Я увидел его в Москве, когда его привезли совсем больным. Его поместили в больницу. Это Сокольники; зеленые рощи, пустые зеленые улицы, расходящиеся лучами. Город еще военный, мало кто вернулся, и те, кто вернулись, тоже думают о войне, они еще не вырвались из войны.
Приходил к другу, и он не узнавал меня.
Приходилось говорить тихо; какое-нибудь слово, чаще всего имя Пушкина, возвращало ему сознание. Он не сразу начинал говорить. Начиналось чтение стихов. Юрий Николаевич Пушкина знал превосходно, так, как будто он только сейчас открывал эти стихи, в первый раз поражался их сложной, неисчерпаемой глубиной.
Он начинал в забытьи читать стихи и медленно возвращался ко мне, к другу, по тропе стиха, переходил на дороги поэм. Креп голос, возвращалось сознание.
Он улыбался мне и говорил так, как будто бы мы только что сидели над рукописью и сейчас отдыхаем.
– Я просил, – сказал Юрий, – чтобы мне дали вино, которое мне давали в детстве, когда я болел.
– «Сант-Рафаэль»? – спросил я.
Мы были почти однолетки, и мне когда-то редко давали это сладкое желтое вино.
– Да, да... а доктор не вспомнил, дали пирожное, а дочка не пришла. Хочешь съесть?
-.-.-
▶ ЗАДАНИЯ:
- A) В какой части Москвы находилась больница, куда поместили Юрия Николаевича, согласно тексту?
- B) Опишите по тексту, как к Юрию Николаевичу возвращалось сознание.
- C) Перепишите, пожалуйста, из текста без изменений фрагмент, который открывается словами, содержащими «Приходилось говорить тихо;», и заканчивается словами «сложной, неисчерпаемой глубиной.».

▶ РАЗДЕЛ ДАННЫХ:
-.-.-
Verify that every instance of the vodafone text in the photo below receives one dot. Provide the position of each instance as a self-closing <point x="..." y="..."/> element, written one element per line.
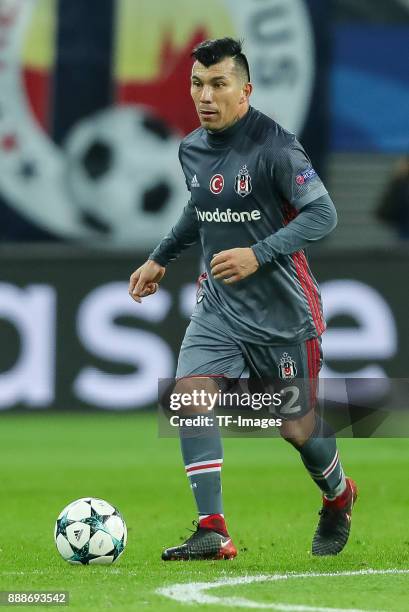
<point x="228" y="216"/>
-.-.-
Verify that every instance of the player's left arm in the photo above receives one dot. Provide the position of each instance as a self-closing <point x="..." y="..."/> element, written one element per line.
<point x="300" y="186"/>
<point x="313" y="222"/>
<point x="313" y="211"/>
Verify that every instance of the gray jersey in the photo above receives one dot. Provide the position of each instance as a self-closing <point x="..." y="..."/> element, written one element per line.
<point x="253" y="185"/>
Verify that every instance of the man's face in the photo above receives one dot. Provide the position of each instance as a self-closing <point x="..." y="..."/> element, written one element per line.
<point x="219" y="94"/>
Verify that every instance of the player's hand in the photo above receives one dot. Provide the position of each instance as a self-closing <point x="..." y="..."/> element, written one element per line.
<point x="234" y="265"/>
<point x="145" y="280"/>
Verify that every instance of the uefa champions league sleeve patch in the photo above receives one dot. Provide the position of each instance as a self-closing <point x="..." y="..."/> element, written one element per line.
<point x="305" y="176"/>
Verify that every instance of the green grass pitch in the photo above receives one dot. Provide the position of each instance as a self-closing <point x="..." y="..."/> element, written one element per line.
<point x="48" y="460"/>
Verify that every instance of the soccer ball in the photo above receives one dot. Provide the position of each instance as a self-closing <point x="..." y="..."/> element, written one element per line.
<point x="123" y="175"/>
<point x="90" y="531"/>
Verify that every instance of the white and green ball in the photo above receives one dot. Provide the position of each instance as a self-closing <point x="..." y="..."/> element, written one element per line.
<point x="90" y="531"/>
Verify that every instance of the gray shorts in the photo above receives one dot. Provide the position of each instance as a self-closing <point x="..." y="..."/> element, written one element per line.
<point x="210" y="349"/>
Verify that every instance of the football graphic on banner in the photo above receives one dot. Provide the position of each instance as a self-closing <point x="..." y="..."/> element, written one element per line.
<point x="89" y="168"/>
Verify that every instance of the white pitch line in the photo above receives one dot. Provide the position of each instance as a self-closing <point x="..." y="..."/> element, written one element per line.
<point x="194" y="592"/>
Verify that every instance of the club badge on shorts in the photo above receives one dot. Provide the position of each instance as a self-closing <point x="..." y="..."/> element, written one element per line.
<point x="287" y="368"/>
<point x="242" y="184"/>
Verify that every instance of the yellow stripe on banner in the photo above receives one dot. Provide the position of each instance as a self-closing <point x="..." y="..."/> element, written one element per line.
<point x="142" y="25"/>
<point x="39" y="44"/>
-.-.-
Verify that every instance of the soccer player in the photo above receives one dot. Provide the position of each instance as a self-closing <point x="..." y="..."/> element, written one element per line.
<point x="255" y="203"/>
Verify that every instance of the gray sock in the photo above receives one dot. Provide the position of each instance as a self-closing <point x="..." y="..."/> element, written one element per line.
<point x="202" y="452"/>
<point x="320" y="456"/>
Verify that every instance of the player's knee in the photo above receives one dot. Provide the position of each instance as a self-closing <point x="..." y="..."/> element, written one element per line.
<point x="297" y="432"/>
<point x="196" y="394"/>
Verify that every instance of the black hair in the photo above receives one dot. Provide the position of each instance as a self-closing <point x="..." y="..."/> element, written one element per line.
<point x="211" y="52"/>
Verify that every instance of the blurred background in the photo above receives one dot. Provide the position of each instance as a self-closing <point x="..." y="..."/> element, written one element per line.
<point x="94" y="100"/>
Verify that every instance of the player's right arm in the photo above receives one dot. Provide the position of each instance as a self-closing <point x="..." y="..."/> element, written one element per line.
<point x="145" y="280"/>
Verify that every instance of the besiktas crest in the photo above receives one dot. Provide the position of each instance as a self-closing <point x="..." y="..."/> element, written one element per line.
-.-.-
▶ ОТВЕТЫ:
- A) В Сокольниках.

- B) Какое-нибудь слово, чаще всего имя Пушкина, возвращало ему сознание. Он начинал в забытьи читать стихи и по тропе стиха медленно возвращался к другу. Голос креп, и сознание возвращалось.

- C)
Приходилось говорить тихо; какое-нибудь слово, чаще всего имя Пушкина, возвращало ему сознание. Он не сразу начинал говорить. Начиналось чтение стихов. Юрий Николаевич Пушкина знал превосходно, так, как будто он только сейчас открывал эти стихи, в первый раз поражался их сложной, неисчерпаемой глубиной.